The SAP Developer Network (SDN) was born out of a bold desire to serve the needs and address the pain points of our invaluable community of developers, technical experts, and integrators. To do this, we did quite a bit of research on what the community members wanted. Their basic requirements were:
- A platform for a collaborative community, not just another Web site with SAP-related content
- Technical information, not marketing hype, about the newest SAP technologies, SAP NetWeaver, and SAP xApps
- Tools and motivation for SAP experts (internal and external) to exchange knowledge and collaborate
- Easy access to tools and sample code from both SAP and community sources
- Online learning and training including video recordings, Webinars, and other multimedia assets
As we distilled this input into SDN's offering (sdn.sap.com), we found ourselves with a wonderful opportunity to "eat our own dog food"1 and build the SDN Web site using SAP NetWeaver platform technologies. Where else could we find a software platform that would give us the flexibility we needed and offer the right depth of features and functionality to our users? Plus, we figured this would be the best "demo" of the SAP NetWeaver platform's capabilities we would ever have!
How SAP NetWeaver Is at Work for the SDN Community
By using SAP Enterprise Portal (SAP EP) and other SAP NetWeaver products, we could provide all of the basic functionality for publishing, maintenance, search, discussion forums, and viewing of rich media. This was combined with easy-to-administer mechanisms for security, single sign-on, and integration with other SAP NetWeaver technologies. The existing portal functionality was supplemented by the SAP Viewpoint system for semantic navigation and personalization, and an externally hosted system for Web log publishing.
Not Just a Web Site,
It's a Portal
In thinking of SDN as a community, we had to develop a site with role-based authorizations, cross-browser support, content management capabilities, and simple online publishing capabilities. We also had to provide collaboration features, powerful search capabilities, simple and friendly user interface, and fast response times.
For us, SAP Enterprise Portal was the only way to go. The choice was easy — not only are we pretty familiar with our own products, but we were hard-pressed to find all of our functionality requirements in any of the other community platforms out there.
On top of SAP Enterprise Portal, we implemented SAP Knowledge Management to provide services for classifying and searching content, as well as SAP Content Management to provide a repository. Together, we now had robust content management capabilities for versioning, discussion groups, user feedback and review/rating of content, query-based taxonomies, assigning properties such as audience type and related subjects to content, and submission and approval of content.

__________

# [TASKS TO CARRY OUT]
(1) Reproduce the passage of the SAP Developer Network text between "On top of SAP" and "approval of content.", inclusive.
(2) According to the SAP Developer Network text, what was the SAP Viewpoint system used for?
The data that comes next is unrelated to the SAP Developer Network text.

# [EXTRACTED INFORMATION]
__________

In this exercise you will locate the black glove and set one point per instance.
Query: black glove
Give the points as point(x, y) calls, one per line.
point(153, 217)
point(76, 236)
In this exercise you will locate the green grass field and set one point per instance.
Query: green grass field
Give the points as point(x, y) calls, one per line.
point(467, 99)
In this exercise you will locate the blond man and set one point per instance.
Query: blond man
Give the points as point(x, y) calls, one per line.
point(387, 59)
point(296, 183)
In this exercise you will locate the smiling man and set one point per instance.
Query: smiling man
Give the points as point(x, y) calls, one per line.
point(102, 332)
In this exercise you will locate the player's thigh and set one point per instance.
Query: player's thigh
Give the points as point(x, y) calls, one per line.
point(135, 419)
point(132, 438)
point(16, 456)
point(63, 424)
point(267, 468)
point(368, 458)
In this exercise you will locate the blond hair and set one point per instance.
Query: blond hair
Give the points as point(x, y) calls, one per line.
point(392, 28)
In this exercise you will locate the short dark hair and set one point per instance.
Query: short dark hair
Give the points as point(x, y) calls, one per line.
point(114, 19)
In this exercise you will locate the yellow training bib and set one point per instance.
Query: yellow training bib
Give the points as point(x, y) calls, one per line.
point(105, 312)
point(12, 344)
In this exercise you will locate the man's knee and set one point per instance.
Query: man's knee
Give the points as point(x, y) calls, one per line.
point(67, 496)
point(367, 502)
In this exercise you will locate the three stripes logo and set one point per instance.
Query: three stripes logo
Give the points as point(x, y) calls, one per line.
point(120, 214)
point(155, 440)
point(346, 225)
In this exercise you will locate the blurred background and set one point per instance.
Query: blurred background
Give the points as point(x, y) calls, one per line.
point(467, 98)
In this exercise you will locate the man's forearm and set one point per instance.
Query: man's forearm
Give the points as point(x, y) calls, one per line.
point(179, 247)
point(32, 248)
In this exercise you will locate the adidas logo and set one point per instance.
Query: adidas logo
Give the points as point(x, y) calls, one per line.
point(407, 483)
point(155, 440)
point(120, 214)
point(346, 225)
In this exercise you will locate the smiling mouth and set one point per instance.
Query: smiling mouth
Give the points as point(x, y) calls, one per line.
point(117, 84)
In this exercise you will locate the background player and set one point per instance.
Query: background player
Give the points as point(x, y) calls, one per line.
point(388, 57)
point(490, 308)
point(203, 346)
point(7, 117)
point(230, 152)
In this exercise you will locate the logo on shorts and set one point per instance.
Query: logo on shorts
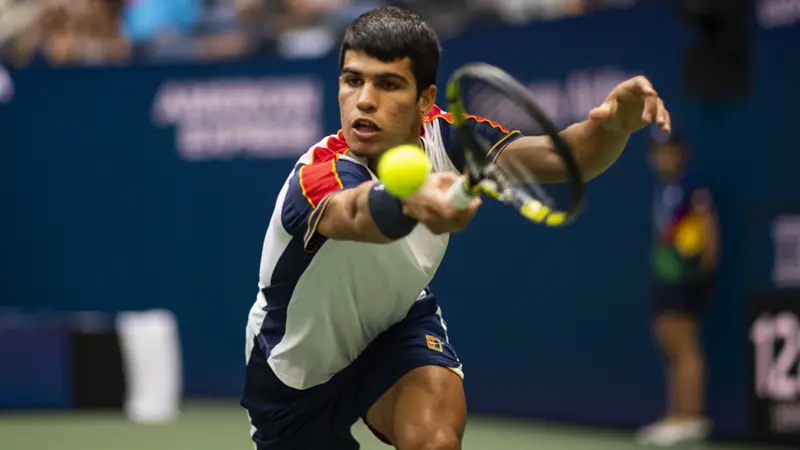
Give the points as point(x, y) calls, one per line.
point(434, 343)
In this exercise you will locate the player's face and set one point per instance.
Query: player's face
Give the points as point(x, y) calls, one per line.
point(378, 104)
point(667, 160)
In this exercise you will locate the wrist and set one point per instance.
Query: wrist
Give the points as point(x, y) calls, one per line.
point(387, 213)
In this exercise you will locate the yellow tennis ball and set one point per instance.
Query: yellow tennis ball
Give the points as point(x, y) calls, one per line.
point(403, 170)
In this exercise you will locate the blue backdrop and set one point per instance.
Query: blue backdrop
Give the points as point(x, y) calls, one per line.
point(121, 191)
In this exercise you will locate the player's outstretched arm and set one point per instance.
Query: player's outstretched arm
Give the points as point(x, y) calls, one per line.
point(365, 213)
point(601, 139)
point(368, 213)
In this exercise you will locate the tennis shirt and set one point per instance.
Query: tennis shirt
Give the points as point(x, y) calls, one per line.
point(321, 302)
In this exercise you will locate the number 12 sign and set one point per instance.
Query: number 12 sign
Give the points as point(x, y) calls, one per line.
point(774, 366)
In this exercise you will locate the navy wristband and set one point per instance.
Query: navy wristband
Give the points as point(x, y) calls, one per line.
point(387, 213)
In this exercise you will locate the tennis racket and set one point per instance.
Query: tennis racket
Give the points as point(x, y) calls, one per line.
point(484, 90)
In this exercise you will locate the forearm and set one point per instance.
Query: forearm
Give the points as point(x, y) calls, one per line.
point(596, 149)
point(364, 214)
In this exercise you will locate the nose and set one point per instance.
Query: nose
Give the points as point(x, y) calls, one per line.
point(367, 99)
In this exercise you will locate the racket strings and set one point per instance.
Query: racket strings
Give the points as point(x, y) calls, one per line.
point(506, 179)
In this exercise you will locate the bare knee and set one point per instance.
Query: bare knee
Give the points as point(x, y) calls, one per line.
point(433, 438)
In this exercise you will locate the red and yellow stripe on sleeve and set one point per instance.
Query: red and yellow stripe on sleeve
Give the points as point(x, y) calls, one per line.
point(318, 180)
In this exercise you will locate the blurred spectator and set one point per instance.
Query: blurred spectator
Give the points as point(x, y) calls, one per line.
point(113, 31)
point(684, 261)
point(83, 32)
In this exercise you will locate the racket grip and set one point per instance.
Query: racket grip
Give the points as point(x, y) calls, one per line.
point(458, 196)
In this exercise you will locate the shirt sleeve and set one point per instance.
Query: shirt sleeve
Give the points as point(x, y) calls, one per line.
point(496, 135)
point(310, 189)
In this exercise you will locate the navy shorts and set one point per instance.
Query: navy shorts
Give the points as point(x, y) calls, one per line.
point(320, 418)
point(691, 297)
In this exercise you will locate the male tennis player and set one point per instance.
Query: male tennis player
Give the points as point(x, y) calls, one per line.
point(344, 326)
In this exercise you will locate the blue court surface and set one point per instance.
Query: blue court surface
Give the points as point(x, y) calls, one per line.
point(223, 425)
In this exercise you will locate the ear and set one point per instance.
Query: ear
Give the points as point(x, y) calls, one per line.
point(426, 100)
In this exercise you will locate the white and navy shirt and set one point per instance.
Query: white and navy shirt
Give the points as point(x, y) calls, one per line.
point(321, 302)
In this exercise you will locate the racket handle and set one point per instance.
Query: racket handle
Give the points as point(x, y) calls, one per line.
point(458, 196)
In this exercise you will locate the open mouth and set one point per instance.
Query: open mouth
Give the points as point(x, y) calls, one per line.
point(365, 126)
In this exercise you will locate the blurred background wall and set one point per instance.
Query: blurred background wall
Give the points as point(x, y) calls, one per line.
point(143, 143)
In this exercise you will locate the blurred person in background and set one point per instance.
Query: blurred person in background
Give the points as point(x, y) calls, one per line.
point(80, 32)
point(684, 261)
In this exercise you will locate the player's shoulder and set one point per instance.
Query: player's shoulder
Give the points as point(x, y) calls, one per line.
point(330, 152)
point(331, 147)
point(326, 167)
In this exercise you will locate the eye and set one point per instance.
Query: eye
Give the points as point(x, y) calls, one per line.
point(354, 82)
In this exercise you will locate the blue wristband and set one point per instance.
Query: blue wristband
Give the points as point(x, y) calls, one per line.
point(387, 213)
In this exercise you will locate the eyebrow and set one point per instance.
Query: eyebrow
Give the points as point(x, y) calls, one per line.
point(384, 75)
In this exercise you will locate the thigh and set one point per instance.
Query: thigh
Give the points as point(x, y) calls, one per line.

__________

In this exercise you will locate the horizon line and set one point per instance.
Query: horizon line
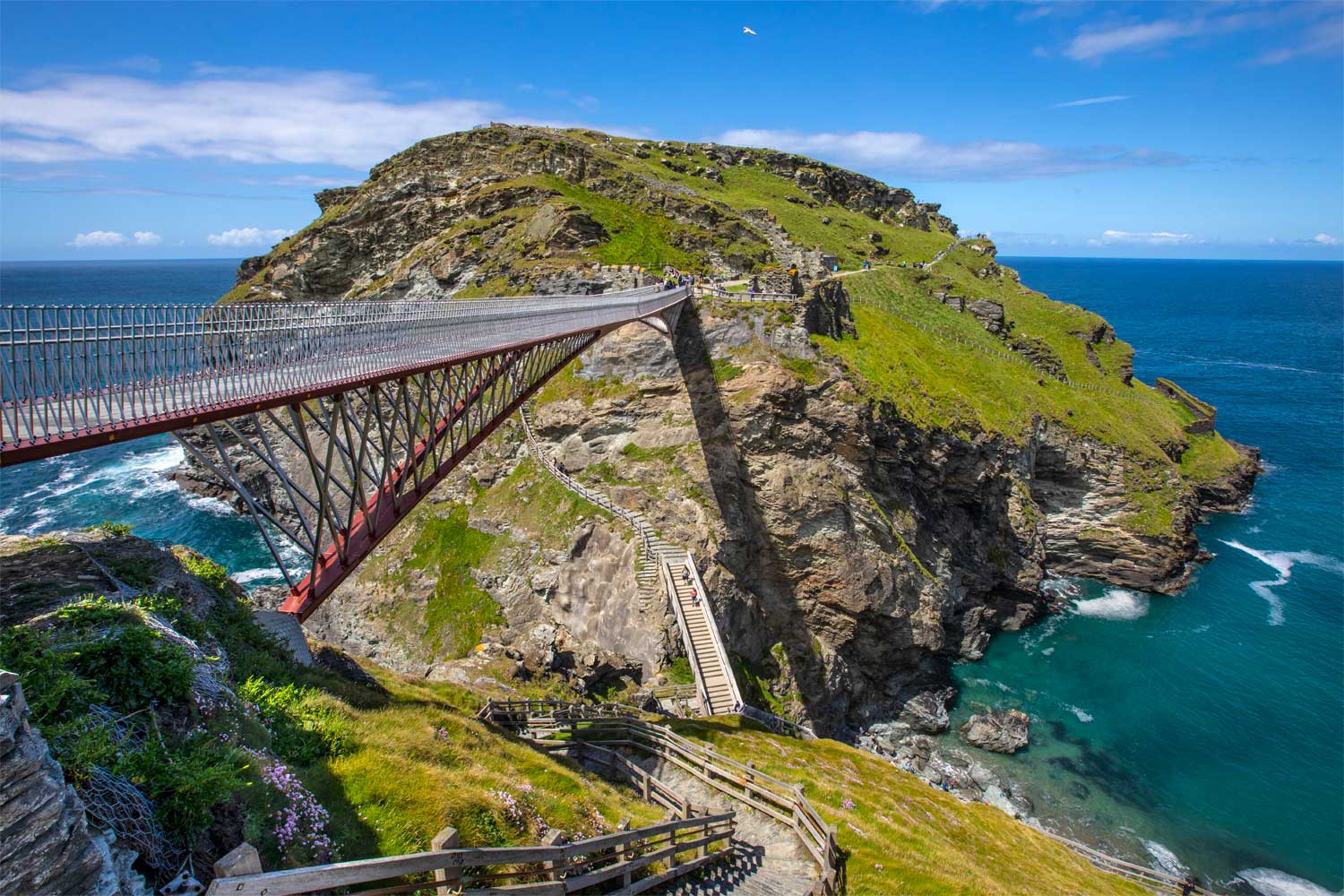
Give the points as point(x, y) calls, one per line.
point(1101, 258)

__________

# [SOLVED PROBLEMS]
(1)
On top of SAP Enterprise Portal, we implemented SAP Knowledge Management to provide services for classifying and searching content, as well as SAP Content Management to provide a repository. Together, we now had robust content management capabilities for versioning, discussion groups, user feedback and review/rating of content, query-based taxonomies, assigning properties such as audience type and related subjects to content, and submission and approval of content.

(2) Semantic navigation and personalization.